**Consegna 1**: Trascrivi il brano da "Mio padre era" fino a "tutti in Italia." incluso.
**Consegna 2**: Secondo il brano, dove il padre aveva contratto la silicosi?

**Brano selezionato**:

---+---

Nel 1964, terminata la scuola, i miei genitori decisero di tornare in Italia per qualche mese di ferie e per vedere l’avanzamento dei lavori di ristrutturazione che avevano iniziato nella loro casa. Ricordo che a quel tempo non volevo andare con loro, ma essendo minorenne non avevo scelta. Avevo una strana sensazione, quando si parla di sesto senso…

Così partimmo. I miei genitori erano felicissimi di tornare nel loro paese natale. Quando arrivammo, mi appoggiai a un muretto in cemento davanti a casa e mi misi a piangere. Sentivo un vuoto, mi sentivo persa, sola, una bruttissima sensazione.
Mio padre era fragile di salute a causa della silicosi contratta in miniera e della malaria presa in Albania nella Seconda guerra mondiale. Dopo qualche mese si aggravò e non fu in grado di affrontare il viaggio di ritorno in Francia, così rimanemmo tutti in Italia.

---+---

**Dati registrati**:

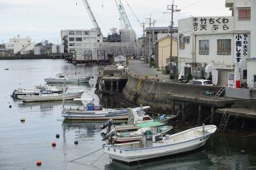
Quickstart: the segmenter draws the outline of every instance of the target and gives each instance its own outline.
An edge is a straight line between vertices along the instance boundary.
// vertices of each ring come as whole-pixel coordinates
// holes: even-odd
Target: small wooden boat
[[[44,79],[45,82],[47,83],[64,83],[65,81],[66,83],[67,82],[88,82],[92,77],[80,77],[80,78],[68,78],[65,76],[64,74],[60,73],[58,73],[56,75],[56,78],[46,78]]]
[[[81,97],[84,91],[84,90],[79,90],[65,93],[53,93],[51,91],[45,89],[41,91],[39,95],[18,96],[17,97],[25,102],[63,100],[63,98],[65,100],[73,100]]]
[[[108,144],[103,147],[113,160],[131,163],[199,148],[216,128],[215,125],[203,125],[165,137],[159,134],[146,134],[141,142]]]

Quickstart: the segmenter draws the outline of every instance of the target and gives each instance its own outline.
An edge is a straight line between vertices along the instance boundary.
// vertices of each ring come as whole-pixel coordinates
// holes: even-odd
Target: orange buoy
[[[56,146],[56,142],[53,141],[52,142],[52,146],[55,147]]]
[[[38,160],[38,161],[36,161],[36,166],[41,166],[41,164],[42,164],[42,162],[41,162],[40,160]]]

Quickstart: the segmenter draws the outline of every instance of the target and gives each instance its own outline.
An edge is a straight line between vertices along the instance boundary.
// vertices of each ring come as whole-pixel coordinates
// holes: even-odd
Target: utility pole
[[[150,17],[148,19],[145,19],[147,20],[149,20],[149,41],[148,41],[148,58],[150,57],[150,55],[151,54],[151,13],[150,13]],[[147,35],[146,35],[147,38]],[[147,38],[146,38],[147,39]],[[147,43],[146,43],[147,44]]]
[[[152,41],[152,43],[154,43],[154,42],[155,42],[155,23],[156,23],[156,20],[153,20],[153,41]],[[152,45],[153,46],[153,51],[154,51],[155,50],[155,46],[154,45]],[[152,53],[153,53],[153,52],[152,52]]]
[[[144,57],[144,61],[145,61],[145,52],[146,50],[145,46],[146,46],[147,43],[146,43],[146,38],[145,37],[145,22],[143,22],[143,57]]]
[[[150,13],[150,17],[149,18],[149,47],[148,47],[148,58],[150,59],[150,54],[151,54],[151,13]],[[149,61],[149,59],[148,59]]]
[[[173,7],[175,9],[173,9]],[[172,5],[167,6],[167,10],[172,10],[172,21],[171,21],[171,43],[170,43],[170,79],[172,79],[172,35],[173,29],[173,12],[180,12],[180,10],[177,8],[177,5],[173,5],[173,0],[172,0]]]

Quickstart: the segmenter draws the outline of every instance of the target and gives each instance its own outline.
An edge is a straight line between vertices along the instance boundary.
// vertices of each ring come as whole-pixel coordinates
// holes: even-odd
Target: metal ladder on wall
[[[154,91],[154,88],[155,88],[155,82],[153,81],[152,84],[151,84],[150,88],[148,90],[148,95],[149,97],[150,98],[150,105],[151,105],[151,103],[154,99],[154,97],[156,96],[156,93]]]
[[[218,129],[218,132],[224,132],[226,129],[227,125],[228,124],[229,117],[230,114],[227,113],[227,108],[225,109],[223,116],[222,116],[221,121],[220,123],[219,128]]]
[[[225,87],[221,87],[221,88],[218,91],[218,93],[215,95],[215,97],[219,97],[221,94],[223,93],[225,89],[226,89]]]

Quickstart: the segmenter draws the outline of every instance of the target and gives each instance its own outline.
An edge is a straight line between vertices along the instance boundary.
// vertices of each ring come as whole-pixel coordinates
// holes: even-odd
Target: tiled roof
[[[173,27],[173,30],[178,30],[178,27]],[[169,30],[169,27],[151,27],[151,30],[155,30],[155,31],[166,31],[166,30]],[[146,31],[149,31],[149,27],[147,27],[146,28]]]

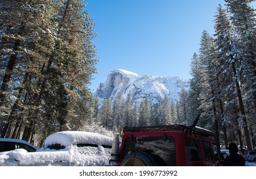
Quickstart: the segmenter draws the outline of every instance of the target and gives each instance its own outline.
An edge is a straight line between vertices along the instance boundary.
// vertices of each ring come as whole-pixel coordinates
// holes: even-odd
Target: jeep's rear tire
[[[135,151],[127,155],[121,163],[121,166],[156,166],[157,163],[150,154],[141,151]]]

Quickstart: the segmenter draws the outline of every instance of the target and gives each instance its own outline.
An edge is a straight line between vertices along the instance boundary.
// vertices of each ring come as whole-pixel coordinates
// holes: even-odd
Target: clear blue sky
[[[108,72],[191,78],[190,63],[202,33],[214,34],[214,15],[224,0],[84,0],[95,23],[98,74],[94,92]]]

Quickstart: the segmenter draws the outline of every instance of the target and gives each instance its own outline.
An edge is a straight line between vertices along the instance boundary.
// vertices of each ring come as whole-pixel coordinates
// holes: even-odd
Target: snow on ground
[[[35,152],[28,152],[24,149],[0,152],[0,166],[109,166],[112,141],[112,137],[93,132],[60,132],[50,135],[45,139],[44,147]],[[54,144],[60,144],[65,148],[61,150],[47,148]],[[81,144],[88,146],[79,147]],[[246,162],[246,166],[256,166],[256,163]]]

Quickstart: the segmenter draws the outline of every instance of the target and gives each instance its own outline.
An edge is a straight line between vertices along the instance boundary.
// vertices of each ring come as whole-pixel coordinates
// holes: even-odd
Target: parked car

---+---

**Risultato dell'esercizio 1**:
Mio padre era fragile di salute a causa della silicosi contratta in miniera e della malaria presa in Albania nella Seconda guerra mondiale. Dopo qualche mese si aggravò e non fu in grado di affrontare il viaggio di ritorno in Francia, così rimanemmo tutti in Italia.

**Risultato dell'esercizio 2**: Il padre aveva contratto la silicosi in miniera.